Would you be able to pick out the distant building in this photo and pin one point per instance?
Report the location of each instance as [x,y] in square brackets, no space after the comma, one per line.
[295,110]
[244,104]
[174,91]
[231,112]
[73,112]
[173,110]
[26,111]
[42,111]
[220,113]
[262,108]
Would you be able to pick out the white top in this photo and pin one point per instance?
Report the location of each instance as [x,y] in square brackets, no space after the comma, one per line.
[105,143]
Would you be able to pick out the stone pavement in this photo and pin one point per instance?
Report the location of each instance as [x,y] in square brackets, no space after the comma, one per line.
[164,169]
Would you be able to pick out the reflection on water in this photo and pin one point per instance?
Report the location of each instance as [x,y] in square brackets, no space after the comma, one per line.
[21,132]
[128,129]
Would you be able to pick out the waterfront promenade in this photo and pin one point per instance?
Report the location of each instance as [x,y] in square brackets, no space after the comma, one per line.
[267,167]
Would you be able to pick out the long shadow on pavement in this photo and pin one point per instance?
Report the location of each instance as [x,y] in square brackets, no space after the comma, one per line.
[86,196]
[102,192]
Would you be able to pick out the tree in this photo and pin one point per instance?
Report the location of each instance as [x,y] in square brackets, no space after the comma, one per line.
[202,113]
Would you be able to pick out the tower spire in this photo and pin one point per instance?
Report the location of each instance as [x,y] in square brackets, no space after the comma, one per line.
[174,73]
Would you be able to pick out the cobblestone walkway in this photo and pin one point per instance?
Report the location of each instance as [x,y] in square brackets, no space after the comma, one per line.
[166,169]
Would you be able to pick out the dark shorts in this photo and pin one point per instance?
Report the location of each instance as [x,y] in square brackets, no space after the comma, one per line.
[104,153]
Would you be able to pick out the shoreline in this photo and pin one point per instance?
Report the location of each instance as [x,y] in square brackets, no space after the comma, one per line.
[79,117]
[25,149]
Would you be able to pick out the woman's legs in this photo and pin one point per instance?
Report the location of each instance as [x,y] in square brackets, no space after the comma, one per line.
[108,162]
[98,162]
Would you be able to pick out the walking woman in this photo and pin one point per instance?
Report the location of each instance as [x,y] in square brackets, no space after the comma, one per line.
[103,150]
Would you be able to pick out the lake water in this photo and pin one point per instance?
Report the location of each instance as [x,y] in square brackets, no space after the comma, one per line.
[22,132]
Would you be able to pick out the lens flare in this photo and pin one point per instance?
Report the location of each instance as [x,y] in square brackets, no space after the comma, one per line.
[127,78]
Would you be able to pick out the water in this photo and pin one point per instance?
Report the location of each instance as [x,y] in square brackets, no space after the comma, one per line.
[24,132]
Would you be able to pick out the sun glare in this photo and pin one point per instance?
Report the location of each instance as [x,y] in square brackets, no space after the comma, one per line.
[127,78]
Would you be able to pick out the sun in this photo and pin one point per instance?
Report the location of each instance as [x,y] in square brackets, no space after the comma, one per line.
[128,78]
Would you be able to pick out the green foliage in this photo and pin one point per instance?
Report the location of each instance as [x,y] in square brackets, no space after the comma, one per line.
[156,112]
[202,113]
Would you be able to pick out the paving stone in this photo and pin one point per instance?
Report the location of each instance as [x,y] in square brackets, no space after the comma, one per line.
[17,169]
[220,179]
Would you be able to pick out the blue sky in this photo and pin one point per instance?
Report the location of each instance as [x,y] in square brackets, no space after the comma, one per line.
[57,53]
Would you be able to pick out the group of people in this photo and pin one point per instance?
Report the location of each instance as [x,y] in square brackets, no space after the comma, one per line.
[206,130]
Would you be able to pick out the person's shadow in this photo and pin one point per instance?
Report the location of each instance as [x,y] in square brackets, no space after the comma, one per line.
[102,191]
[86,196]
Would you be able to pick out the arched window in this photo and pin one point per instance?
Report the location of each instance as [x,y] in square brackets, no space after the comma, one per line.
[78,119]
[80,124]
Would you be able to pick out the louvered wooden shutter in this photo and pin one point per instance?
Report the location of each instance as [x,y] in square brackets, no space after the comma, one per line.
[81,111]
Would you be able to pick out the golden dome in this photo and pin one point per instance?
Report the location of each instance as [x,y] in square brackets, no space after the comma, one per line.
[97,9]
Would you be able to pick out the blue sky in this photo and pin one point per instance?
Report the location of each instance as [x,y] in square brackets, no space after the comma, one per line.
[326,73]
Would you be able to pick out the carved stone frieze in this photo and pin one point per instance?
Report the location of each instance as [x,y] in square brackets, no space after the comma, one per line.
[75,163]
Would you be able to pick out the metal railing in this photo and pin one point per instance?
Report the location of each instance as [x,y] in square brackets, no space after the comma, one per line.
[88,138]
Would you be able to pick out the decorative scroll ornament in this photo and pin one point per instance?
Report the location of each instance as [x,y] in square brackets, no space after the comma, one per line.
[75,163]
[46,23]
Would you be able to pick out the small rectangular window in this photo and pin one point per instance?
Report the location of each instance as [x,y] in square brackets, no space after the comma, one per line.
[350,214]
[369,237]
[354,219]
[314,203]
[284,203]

▶ Work required
Can you rewrite every line above as a JSON list of strings, one string per line, with blank lines left out?

▶ Right answer
[
  "Would you be able to pick out the distant building in this photo and pin one point per instance?",
  "Report the location of each instance as [x,y] in square brackets, no space after the comma, one per line.",
  "[295,110]",
  "[244,104]",
  "[174,91]",
  "[231,112]",
  "[73,112]",
  "[173,110]",
  "[26,111]",
  "[42,111]",
  "[220,113]",
  "[262,108]",
  "Would you be able to pick out the white top in this photo and pin one point per instance?",
  "Report the location of each instance as [x,y] in square brackets, no space after the comma, one per line.",
  "[105,143]",
  "Would you be able to pick out the stone pavement in this photo and pin one point per instance?",
  "Report the location of each instance as [x,y] in square brackets, no space after the comma, one per line.",
  "[164,169]",
  "Would you be able to pick out the reflection on water in this photo and pin one point per instance?",
  "Report the location of each instance as [x,y] in square brackets, no space after the comma, one per line.",
  "[21,132]",
  "[128,129]",
  "Would you be able to pick out the waterfront promenade in this photo and pin one point per instance?",
  "Report the location of each instance as [x,y] in square brackets, no space after the comma, one per line.",
  "[267,167]",
  "Would you be able to pick out the long shadow on pavement in this photo and pin one point per instance?",
  "Report the location of each instance as [x,y] in square brackets, no space after the comma, one per line.",
  "[86,196]",
  "[102,192]",
  "Would you be able to pick out the tree in this photo and pin one point per instance?",
  "Report the location of each instance as [x,y] in square brackets, no space after the comma, one per line.",
  "[202,113]",
  "Would you be able to pick out the tower spire in this photo and pin one point per instance?",
  "Report the location of each instance as [x,y] in square brackets, no space after the comma, one per line.",
  "[174,73]",
  "Would you be able to pick out the cobblestone walkway in this photo and pin one point per instance?",
  "Report the location of each instance as [x,y] in square brackets, no space after the comma, one per line.",
  "[166,169]",
  "Would you be able to pick out the dark shorts in this photo and pin one point per instance?",
  "Report the location of each instance as [x,y] in square brackets, no space after the comma, one per line.",
  "[104,153]",
  "Would you be able to pick out the shoreline in this photo and pin one point per instance?",
  "Report the location of each instance as [x,y] in square brackets, no space after the comma, one per line.",
  "[79,117]",
  "[25,149]",
  "Would you be able to pick out the woman's legs in this photo and pin one point per instance?",
  "Report the location of each instance as [x,y] in square brackets, no space after the comma, one per line.",
  "[108,162]",
  "[98,162]",
  "Would you be able to pick out the walking woman in this photo and pin one point per instance?",
  "Report the location of each instance as [x,y] in square brackets, no space after the comma, one per line.",
  "[103,150]",
  "Would you be able to pick out the lake water in this photo and pin one point per instance?",
  "Report the location of each instance as [x,y] in square brackets, no space after the comma, one per line.",
  "[22,132]",
  "Would you be able to pick out the lens flare in this photo and pin one point per instance?",
  "Report the location of each instance as [x,y] in square brackets, no space after the comma, one per line.",
  "[127,78]",
  "Would you be able to pick out the water in this photo and pin one point per instance?",
  "Report the location of each instance as [x,y] in square brackets, no space after the comma, one per line.",
  "[24,132]",
  "Would you be able to pick out the sun glare in this photo and pin one point per instance?",
  "Report the location of each instance as [x,y] in square brackets, no space after the comma, one per line.",
  "[127,78]",
  "Would you be able to pick out the sun in this photo and pin one point per instance?",
  "Report the location of each instance as [x,y] in square brackets, no space after the comma, one per line.",
  "[128,78]",
  "Would you be able to pick out the green foliage in this photo and pin one point per instance?",
  "Report the location of each instance as [x,y] in square brackets, no space after the comma, one per line.",
  "[156,112]",
  "[202,113]",
  "Would you be able to pick out the paving stone in this photo and pin one point per instance?",
  "Report the location of each instance as [x,y] in square brackets, no space after the comma, one per line.",
  "[17,169]",
  "[220,179]",
  "Would you be able to pick out the blue sky in this photo and pin one point per instance?",
  "Report the location of each instance as [x,y] in square brackets, no space after the comma, one per line.",
  "[57,53]",
  "Would you be able to pick out the group of people in this photo and pin one point per instance?",
  "Report the location of each instance as [x,y] in square brackets, no space after the comma, one per line.",
  "[206,130]",
  "Would you be able to pick out the person's shadow in this photo and pin one point per instance?",
  "Report the location of each instance as [x,y] in square brackets, no space after the comma, one per line.",
  "[102,191]",
  "[86,196]",
  "Would you be able to pick out the arched window in this photo and pin one point per instance?",
  "Report the location of each instance as [x,y] in square brackets, no space after the comma, one per line.",
  "[78,119]",
  "[80,124]",
  "Would you be able to pick out the louvered wooden shutter in this photo and pin one point per instance?",
  "Report the location of each instance as [x,y] in square brackets, no space after the comma, one per line.",
  "[81,111]",
  "Would you be able to pick out the golden dome in this photo and pin one point per instance?",
  "Report the location of each instance as [x,y] in square brackets, no space after the comma, one per line.",
  "[97,9]",
  "Would you be able to pick out the blue sky in this photo and pin one point per instance?",
  "Report the location of each instance as [x,y] in square brackets, no space after the comma, one per line.",
  "[326,73]",
  "Would you be able to pick out the carved stone frieze in this photo and pin one point per instance?",
  "Report the location of each instance as [x,y] in square brackets, no space after the comma, one per line.",
  "[75,163]",
  "Would you be able to pick out the metal railing in this photo and pin one point per instance?",
  "Report the location of each instance as [x,y] in square brackets, no space after the comma, one per line.",
  "[88,138]",
  "Would you be able to pick out the decorative scroll ornament in this photo and pin one point per instance?",
  "Report the location of each instance as [x,y] in square brackets, no space after the comma, one per line.",
  "[75,163]",
  "[46,23]",
  "Would you be able to pick out the small rectangular window in this photo and pin one point per instance?",
  "Report the location of each instance as [x,y] in square brackets, no space after the comma, one per line.",
  "[350,214]",
  "[369,237]",
  "[354,219]",
  "[314,203]",
  "[284,203]"
]